### DATASET ENTRIES
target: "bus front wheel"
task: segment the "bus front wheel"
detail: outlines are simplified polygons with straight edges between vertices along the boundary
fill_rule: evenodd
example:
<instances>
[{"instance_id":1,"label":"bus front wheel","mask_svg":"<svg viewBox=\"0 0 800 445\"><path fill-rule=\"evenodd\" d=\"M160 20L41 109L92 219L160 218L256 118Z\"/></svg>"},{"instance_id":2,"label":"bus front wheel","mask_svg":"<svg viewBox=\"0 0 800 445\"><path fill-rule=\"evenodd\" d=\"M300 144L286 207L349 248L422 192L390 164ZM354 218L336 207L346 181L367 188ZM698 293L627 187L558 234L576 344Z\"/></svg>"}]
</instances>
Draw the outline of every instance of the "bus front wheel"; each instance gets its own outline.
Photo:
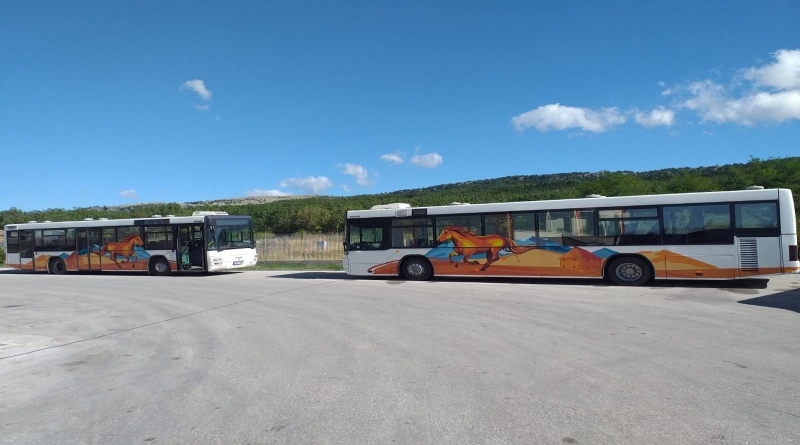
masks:
<instances>
[{"instance_id":1,"label":"bus front wheel","mask_svg":"<svg viewBox=\"0 0 800 445\"><path fill-rule=\"evenodd\" d=\"M640 258L617 258L608 266L608 278L618 286L641 286L650 277L650 266Z\"/></svg>"},{"instance_id":2,"label":"bus front wheel","mask_svg":"<svg viewBox=\"0 0 800 445\"><path fill-rule=\"evenodd\" d=\"M48 272L53 275L64 275L67 273L67 265L61 258L53 258L47 265Z\"/></svg>"},{"instance_id":3,"label":"bus front wheel","mask_svg":"<svg viewBox=\"0 0 800 445\"><path fill-rule=\"evenodd\" d=\"M169 262L167 262L167 259L164 257L158 257L154 259L152 263L150 263L150 273L153 275L164 276L169 275L170 272Z\"/></svg>"},{"instance_id":4,"label":"bus front wheel","mask_svg":"<svg viewBox=\"0 0 800 445\"><path fill-rule=\"evenodd\" d=\"M414 257L403 261L400 273L407 280L426 281L433 276L433 267L427 259Z\"/></svg>"}]
</instances>

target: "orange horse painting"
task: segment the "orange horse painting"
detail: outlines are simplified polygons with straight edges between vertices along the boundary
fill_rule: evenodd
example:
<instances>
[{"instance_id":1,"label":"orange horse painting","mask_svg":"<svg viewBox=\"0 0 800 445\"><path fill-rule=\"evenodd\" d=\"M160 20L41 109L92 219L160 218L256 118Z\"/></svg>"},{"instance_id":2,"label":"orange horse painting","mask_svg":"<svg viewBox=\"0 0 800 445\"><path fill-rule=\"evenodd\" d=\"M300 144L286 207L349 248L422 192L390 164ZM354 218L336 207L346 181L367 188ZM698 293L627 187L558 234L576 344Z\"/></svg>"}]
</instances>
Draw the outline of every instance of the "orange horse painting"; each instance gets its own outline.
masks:
<instances>
[{"instance_id":1,"label":"orange horse painting","mask_svg":"<svg viewBox=\"0 0 800 445\"><path fill-rule=\"evenodd\" d=\"M121 241L116 243L106 243L100 247L100 251L97 253L100 257L105 254L111 258L111 261L117 265L120 269L122 265L117 261L117 256L124 256L125 262L130 263L131 258L133 258L133 264L131 267L136 267L136 254L133 251L134 246L144 246L144 241L139 238L139 235L131 234L122 238Z\"/></svg>"},{"instance_id":2,"label":"orange horse painting","mask_svg":"<svg viewBox=\"0 0 800 445\"><path fill-rule=\"evenodd\" d=\"M480 270L486 270L489 265L500 259L500 252L525 253L536 248L536 246L520 246L514 240L500 235L479 236L463 227L447 226L442 230L437 241L444 243L453 242L453 251L447 256L450 263L458 267L458 263L453 261L453 256L464 255L461 260L466 264L477 265L477 261L469 261L472 255L486 254L486 264Z\"/></svg>"}]
</instances>

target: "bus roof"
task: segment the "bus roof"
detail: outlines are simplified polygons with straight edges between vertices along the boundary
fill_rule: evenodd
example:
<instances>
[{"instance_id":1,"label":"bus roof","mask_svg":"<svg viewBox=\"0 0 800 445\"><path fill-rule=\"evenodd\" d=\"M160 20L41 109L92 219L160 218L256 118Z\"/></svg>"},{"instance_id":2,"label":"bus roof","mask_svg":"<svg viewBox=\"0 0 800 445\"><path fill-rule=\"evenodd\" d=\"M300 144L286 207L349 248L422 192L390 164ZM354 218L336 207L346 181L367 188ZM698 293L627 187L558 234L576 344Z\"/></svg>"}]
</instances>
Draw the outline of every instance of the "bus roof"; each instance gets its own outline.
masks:
<instances>
[{"instance_id":1,"label":"bus roof","mask_svg":"<svg viewBox=\"0 0 800 445\"><path fill-rule=\"evenodd\" d=\"M199 212L195 212L199 213ZM7 224L5 230L30 230L30 229L65 229L65 228L85 228L85 227L117 227L117 226L160 226L170 224L203 224L207 216L215 218L226 218L222 212L214 212L214 215L198 215L193 216L174 216L174 215L153 215L146 218L122 218L122 219L109 219L109 218L85 218L82 221L29 221L20 224ZM250 216L231 215L230 218L250 218Z\"/></svg>"},{"instance_id":2,"label":"bus roof","mask_svg":"<svg viewBox=\"0 0 800 445\"><path fill-rule=\"evenodd\" d=\"M774 201L781 199L791 201L789 189L735 190L724 192L672 193L662 195L637 195L587 197L578 199L556 199L547 201L517 201L487 204L455 204L445 206L392 208L376 210L350 210L347 218L380 218L411 217L425 215L449 215L462 213L492 213L525 210L558 210L558 209L602 209L613 207L642 207L649 205L702 204L714 202L737 201ZM425 209L424 213L420 211ZM417 212L415 212L417 210Z\"/></svg>"}]
</instances>

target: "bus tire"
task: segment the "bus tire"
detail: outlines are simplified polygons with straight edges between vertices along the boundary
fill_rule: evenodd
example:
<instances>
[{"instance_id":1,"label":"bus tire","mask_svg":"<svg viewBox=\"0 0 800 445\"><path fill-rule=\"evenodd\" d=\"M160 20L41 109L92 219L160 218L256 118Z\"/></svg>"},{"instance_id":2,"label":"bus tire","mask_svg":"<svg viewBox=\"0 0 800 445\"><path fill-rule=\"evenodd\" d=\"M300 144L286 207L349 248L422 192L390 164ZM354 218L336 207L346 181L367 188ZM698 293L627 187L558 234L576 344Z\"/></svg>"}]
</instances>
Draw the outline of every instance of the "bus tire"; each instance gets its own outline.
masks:
<instances>
[{"instance_id":1,"label":"bus tire","mask_svg":"<svg viewBox=\"0 0 800 445\"><path fill-rule=\"evenodd\" d=\"M400 276L410 281L427 281L433 277L433 266L427 258L411 257L400 264Z\"/></svg>"},{"instance_id":2,"label":"bus tire","mask_svg":"<svg viewBox=\"0 0 800 445\"><path fill-rule=\"evenodd\" d=\"M163 256L155 257L150 260L150 273L152 275L165 276L172 272L169 268L169 261Z\"/></svg>"},{"instance_id":3,"label":"bus tire","mask_svg":"<svg viewBox=\"0 0 800 445\"><path fill-rule=\"evenodd\" d=\"M64 275L67 273L67 265L61 258L51 258L47 263L47 271L53 275Z\"/></svg>"},{"instance_id":4,"label":"bus tire","mask_svg":"<svg viewBox=\"0 0 800 445\"><path fill-rule=\"evenodd\" d=\"M650 265L635 256L623 256L611 261L608 279L617 286L641 286L652 278Z\"/></svg>"}]
</instances>

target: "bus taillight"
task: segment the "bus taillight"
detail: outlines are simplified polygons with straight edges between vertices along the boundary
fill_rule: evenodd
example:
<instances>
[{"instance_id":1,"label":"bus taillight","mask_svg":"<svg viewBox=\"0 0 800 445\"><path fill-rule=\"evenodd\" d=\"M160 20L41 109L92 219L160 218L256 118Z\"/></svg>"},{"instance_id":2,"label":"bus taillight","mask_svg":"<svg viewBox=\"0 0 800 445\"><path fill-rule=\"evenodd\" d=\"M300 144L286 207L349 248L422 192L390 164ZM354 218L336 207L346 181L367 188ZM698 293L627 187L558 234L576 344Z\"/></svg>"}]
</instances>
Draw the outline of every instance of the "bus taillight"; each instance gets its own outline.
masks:
<instances>
[{"instance_id":1,"label":"bus taillight","mask_svg":"<svg viewBox=\"0 0 800 445\"><path fill-rule=\"evenodd\" d=\"M797 246L789 246L789 261L797 261Z\"/></svg>"}]
</instances>

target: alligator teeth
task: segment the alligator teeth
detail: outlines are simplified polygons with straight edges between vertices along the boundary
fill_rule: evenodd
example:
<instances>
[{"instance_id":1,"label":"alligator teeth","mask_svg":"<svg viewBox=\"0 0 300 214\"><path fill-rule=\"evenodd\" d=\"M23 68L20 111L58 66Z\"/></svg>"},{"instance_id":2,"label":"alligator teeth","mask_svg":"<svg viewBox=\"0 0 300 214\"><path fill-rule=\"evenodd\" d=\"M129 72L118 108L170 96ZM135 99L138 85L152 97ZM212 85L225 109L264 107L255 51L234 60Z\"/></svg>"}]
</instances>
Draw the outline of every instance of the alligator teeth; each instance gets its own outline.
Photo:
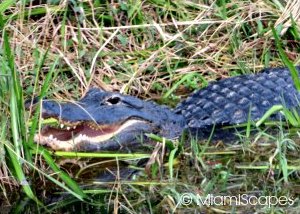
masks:
<instances>
[{"instance_id":1,"label":"alligator teeth","mask_svg":"<svg viewBox=\"0 0 300 214\"><path fill-rule=\"evenodd\" d=\"M67 127L67 130L70 131L70 129L71 129L71 128L68 126L68 127Z\"/></svg>"},{"instance_id":2,"label":"alligator teeth","mask_svg":"<svg viewBox=\"0 0 300 214\"><path fill-rule=\"evenodd\" d=\"M73 126L73 129L76 129L76 126Z\"/></svg>"},{"instance_id":3,"label":"alligator teeth","mask_svg":"<svg viewBox=\"0 0 300 214\"><path fill-rule=\"evenodd\" d=\"M64 128L64 126L65 126L64 124L60 124L60 128L61 128L61 129Z\"/></svg>"},{"instance_id":4,"label":"alligator teeth","mask_svg":"<svg viewBox=\"0 0 300 214\"><path fill-rule=\"evenodd\" d=\"M50 140L52 140L52 139L53 139L53 135L52 135L52 134L49 136L49 139L50 139Z\"/></svg>"},{"instance_id":5,"label":"alligator teeth","mask_svg":"<svg viewBox=\"0 0 300 214\"><path fill-rule=\"evenodd\" d=\"M86 136L85 134L79 134L76 138L79 140L87 140L88 136Z\"/></svg>"}]
</instances>

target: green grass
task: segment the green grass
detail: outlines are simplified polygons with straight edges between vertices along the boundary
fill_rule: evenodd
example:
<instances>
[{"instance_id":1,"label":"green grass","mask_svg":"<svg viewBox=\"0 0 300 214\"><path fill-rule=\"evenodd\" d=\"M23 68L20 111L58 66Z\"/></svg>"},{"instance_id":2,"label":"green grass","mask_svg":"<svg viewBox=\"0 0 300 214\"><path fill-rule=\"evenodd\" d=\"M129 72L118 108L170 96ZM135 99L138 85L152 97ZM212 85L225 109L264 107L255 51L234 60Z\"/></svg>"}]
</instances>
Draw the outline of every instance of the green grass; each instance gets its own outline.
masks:
<instances>
[{"instance_id":1,"label":"green grass","mask_svg":"<svg viewBox=\"0 0 300 214\"><path fill-rule=\"evenodd\" d=\"M299 89L295 7L293 1L272 0L2 1L0 207L16 213L296 212L300 117L295 110L277 106L256 124L243 124L239 144L186 145L185 136L172 142L149 135L161 142L152 154L120 154L48 151L33 142L43 123L39 111L30 116L24 108L25 100L36 96L78 99L92 86L175 106L210 81L282 65ZM265 123L278 110L287 121ZM121 179L124 169L138 174ZM108 171L116 181L97 180ZM296 200L291 207L182 206L183 193L194 200L197 194Z\"/></svg>"}]
</instances>

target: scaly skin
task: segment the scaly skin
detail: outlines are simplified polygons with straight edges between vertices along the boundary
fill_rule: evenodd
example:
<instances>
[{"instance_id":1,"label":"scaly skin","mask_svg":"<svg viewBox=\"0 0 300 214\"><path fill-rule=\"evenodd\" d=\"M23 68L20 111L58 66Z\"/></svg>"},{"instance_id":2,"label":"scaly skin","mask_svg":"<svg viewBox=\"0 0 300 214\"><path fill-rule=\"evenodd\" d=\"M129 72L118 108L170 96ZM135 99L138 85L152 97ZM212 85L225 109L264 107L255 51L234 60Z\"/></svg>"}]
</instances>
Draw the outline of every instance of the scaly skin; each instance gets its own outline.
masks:
<instances>
[{"instance_id":1,"label":"scaly skin","mask_svg":"<svg viewBox=\"0 0 300 214\"><path fill-rule=\"evenodd\" d=\"M300 67L297 67L298 72ZM205 129L260 119L274 105L297 107L300 93L287 68L265 69L259 74L241 75L210 83L194 92L175 109L183 115L186 128ZM279 113L271 119L279 119Z\"/></svg>"},{"instance_id":2,"label":"scaly skin","mask_svg":"<svg viewBox=\"0 0 300 214\"><path fill-rule=\"evenodd\" d=\"M46 127L35 140L54 150L135 150L140 145L140 138L144 138L144 143L151 141L145 133L175 138L188 129L199 138L206 137L205 133L210 132L213 125L247 122L250 110L250 119L256 121L273 105L293 108L298 106L298 100L300 94L286 68L265 69L259 74L210 83L181 102L175 111L132 96L94 88L77 102L44 100L44 118L54 117L67 126L77 126L68 130ZM279 116L277 113L271 119ZM88 128L87 124L93 128ZM104 135L101 140L94 136L94 129ZM91 132L93 136L87 138L85 133ZM49 137L50 134L53 136ZM66 144L64 140L53 139L56 137L69 141Z\"/></svg>"}]
</instances>

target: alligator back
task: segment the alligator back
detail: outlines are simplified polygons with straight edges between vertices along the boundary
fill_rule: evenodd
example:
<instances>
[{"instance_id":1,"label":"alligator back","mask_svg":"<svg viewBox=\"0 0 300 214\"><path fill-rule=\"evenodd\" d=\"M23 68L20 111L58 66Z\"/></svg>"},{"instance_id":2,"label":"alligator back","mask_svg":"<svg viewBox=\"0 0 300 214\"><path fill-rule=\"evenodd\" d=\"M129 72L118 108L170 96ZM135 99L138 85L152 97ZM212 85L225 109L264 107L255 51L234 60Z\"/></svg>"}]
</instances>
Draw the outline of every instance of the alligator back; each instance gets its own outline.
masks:
<instances>
[{"instance_id":1,"label":"alligator back","mask_svg":"<svg viewBox=\"0 0 300 214\"><path fill-rule=\"evenodd\" d=\"M298 72L300 67L297 67ZM234 125L260 119L273 105L299 106L300 93L295 89L287 68L268 68L259 74L241 75L210 83L180 103L175 112L186 119L187 128ZM272 119L278 119L279 113Z\"/></svg>"}]
</instances>

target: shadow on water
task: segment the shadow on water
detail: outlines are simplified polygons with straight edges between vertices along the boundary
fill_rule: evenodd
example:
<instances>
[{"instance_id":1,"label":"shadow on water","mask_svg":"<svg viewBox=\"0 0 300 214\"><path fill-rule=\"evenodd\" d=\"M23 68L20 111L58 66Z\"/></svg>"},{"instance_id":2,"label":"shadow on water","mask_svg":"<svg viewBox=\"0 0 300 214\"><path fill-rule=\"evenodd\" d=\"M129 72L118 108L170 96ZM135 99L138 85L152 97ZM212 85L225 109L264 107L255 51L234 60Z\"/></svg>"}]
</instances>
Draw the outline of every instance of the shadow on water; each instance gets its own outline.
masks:
<instances>
[{"instance_id":1,"label":"shadow on water","mask_svg":"<svg viewBox=\"0 0 300 214\"><path fill-rule=\"evenodd\" d=\"M118 191L123 191L118 188L118 183L133 181L141 174L146 161L62 159L60 167L71 175L89 199L81 201L67 192L62 192L54 183L36 175L32 179L35 194L45 206L37 205L22 192L12 191L7 198L0 198L0 213L107 213L109 208L113 209L109 201L114 200Z\"/></svg>"}]
</instances>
######
- [PROBLEM]:
Provide the count of lines in the entries above that hold the word "target", and leave out everything else.

- [YOUR RESPONSE]:
10